> [Trecho do documento]
- - -

Para Carlos Adriano, como para o poeta Pierre Reverdy, a imagem é uma criação do espírito que não surge de uma comparação, mas da aproximação de duas realidades distantes. E quanto mais distantes, melhor.
"O Materialismo Histórico da Flecha contra o Relógio" é, como seus filmes anteriores, feito de aproximações. O que pode aproximar, afinal, flechas e relógios? Neste filme em especial são saltos que, nesses tempos olímpicos, talvez não seja exagerado chamar de ornamentais. Não que sejam ornamentos, mas sim que podem juntar, face a face, Lênin e a polícia brasileira, por exemplo, a prisão de indígenas sublevados e o ataque israelense a uma mesquita de Jerusalém.
Os distantes se aproximam sob a égide de Walter Benjamin e produzem a imagem que, não por acaso, é também uma ideia. Como desta vez o tema do filme é a história, não espantará ninguém descobrir que "A Flecha contra o Relógio" é o mais godardiano dos filmes de Adriano.
O tempo é linear e contínuo nos relógios. O tempo detém-se nos momentos-chave —as insurreições, as revoluções, a poesia. São os revolucionários de 1830, que explodem o tempo contínuo dos opressores. Ou da Revolução de 1974 em Portugal.
São também revoluções contra o relógio, pois interrompem o tempo. Revolução do arco e flecha —o levante dos indígenas lançando flechas contra o relógio da Globo que marcava as horas e os dias que faltavam para os 500 anos do "descobrimento".
Descobrimento? Não é bem o que pensam os indígenas. Eles estão na selva, felizes —ainda—, em preto e branco, antes que o tempo comece a correr. E depois o filme os mostra na cidade, arco e flecha em punho, atirando contra o relógio da descoberta. O relógio que consagrava a presença dos opressores em seu solo de liberdade. O relógio marca o tempo contínuo. A flecha, a ruptura. A troca do tempo da opressão pelo tempo da liberdade —o pré-descobrimento.

- - -

> [Atividades]
A - Copie a crítica do filme de Carlos Adriano de "Descobrimento? Não é" a "liberdade —o pré-descobrimento.", mudando "selva" para "floresta".
B - Diga se cada afirmação está de acordo com a crítica do filme de Carlos Adriano, citando as palavras do texto que decidem: (i) para Carlos Adriano, a imagem surge de uma comparação; (ii) o filme mostra os indígenas na selva em preto e branco; (iii) o relógio da Globo marcava o tempo que faltava para os 500 anos do "descobrimento".
C - Retome a crítica do filme de Carlos Adriano e continue-a a partir da última frase.
O material abaixo não tem relação com o texto sobre o filme.

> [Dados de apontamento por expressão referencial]
- - -

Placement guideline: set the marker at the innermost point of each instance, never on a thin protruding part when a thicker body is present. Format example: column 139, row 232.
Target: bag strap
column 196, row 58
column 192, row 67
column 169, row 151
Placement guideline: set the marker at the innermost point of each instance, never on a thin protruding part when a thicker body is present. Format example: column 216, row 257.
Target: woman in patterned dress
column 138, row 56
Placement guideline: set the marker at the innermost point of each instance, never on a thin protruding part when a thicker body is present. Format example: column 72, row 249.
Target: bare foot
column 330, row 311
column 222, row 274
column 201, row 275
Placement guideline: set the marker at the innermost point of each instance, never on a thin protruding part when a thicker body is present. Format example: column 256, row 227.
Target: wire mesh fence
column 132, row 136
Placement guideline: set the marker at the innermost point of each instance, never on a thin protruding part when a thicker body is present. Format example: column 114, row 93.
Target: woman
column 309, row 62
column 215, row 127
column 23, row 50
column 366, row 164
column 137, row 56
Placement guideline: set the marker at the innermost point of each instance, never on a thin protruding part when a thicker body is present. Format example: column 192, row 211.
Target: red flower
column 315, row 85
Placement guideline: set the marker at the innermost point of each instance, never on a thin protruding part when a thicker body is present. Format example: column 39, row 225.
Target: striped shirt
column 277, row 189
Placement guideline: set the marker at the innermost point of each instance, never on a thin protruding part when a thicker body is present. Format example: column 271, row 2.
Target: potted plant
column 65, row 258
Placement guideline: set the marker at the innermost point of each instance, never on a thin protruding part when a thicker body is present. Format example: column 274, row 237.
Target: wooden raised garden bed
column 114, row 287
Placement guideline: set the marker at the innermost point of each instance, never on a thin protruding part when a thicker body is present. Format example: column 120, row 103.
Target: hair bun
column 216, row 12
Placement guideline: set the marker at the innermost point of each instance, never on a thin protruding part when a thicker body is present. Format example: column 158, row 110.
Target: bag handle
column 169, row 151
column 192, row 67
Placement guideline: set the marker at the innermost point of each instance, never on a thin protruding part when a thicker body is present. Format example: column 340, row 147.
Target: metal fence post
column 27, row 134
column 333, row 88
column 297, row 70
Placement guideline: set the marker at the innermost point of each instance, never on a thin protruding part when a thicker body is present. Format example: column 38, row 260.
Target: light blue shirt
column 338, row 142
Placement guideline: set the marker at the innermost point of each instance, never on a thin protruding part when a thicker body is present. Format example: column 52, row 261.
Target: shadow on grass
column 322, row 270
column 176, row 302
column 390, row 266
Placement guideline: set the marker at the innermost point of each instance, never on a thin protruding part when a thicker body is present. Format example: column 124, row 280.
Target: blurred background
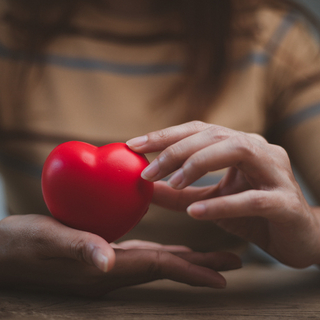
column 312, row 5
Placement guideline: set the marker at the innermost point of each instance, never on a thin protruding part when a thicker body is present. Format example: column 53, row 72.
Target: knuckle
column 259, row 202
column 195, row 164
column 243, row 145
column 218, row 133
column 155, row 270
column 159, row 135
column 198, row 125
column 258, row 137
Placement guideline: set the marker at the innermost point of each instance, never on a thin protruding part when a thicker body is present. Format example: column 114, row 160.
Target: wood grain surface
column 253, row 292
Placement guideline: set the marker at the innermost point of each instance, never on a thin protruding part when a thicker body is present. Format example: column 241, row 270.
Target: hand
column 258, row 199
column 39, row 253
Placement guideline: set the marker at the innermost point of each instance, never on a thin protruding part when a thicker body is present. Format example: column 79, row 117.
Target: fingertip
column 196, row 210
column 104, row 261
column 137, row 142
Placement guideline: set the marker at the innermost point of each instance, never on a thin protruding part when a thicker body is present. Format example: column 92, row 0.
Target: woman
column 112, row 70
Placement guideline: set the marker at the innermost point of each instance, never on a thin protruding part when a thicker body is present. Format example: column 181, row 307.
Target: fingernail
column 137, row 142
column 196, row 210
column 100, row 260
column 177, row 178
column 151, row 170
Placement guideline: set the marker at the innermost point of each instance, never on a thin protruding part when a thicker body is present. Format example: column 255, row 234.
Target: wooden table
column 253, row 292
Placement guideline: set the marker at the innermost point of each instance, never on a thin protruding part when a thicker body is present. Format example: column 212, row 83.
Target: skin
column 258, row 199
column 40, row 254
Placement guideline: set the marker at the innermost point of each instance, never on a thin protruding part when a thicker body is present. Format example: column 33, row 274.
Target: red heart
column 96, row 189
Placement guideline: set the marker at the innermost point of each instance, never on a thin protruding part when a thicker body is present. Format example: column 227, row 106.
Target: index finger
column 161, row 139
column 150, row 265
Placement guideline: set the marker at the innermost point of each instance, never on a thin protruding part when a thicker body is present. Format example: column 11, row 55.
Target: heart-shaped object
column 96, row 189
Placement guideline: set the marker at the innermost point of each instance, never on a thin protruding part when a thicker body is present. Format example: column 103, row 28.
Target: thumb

- - -

> [Respostas numeradas]
A -
Descobrimento? Não é bem o que pensam os indígenas. Eles estão na floresta, felizes —ainda—, em preto e branco, antes que o tempo comece a correr. E depois o filme os mostra na cidade, arco e flecha em punho, atirando contra o relógio da descoberta. O relógio que consagrava a presença dos opressores em seu solo de liberdade. O relógio marca o tempo contínuo. A flecha, a ruptura. A troca do tempo da opressão pelo tempo da liberdade —o pré-descobrimento.

B -
(i) Não: “a imagem é uma criação do espírito que não surge de uma comparação, mas da aproximação de duas realidades distantes”.
(ii) Sim: “Eles estão na selva, felizes —ainda—, em preto e branco”.
(iii) Sim: “o relógio da Globo que marcava as horas e os dias que faltavam para os 500 anos do "descobrimento"”.

C -
A poesia de Carlos Adriano se faz na moviola, ou no editor, enfim —no lugar onde as ideias se juntam para virar imagem. A poesia de Jean-Claude Bernardet já há algum tempo é seu corpo. "Cama Vazia" é um filme de montagem composto basicamente por fotos de Bernardet em tratamento hospitalar. Por um lado, o filme opõe-se à vida artificialmente longa, à interminável morte a que a lucrativa indústria dos remédios nos condena. Esse é o ponto de vista do autor-ator Bernardet.
Mas essas imagens suscitam dúvidas. Serão de sofrimento apenas ou, ao mesmo tempo, Jean-Claude encarna ali o papel do martirizado? Suas pernas frágeis, as veias marcadas, o peito cheio de sensores para aferir isso e aquilo, o rosto magro, sofrido —tudo está lá.
Cristo foi martirizado, consta, aos 33 anos. Bernardet chegou aos 88, enfrentando HIV, câncer e a quase cegueira decorrente da "Wét Macula". Mas a idade é um detalhe —o corpo martirizado do homem é que conta. Sim, Jean-Claude é ator. E mesmo que a dor seja intensa é capaz de relaxar por um instante e, em uma ou duas das fotos que compõem o filme, sorri. Um sorriso ambíguo —a um tempo sofrido e maroto.
O trauma cristão se repete hoje, intensamente, em todos os pacientes vítimas de tratamentos que, a preço de ouro, obrigam nossas vidas a se manterem vivas, mesmo que já não exista no corpo capacidade de viver. O corpo de Bernardet se exibe em "Cama Vazia" para que possa condenar esses tratamentos e seus laboratórios como puramente argentários.
Não custa lembrar que o Cristo, 33, Deus feito homem para nos ensinar o que é a dor, disse para perdoar seus algozes "porque não sabem o que fazem". Jean-Claude, 88, comediante e mártir, não perdoa os algozes da indústria médica porque eles sabem muito bem o que fazem.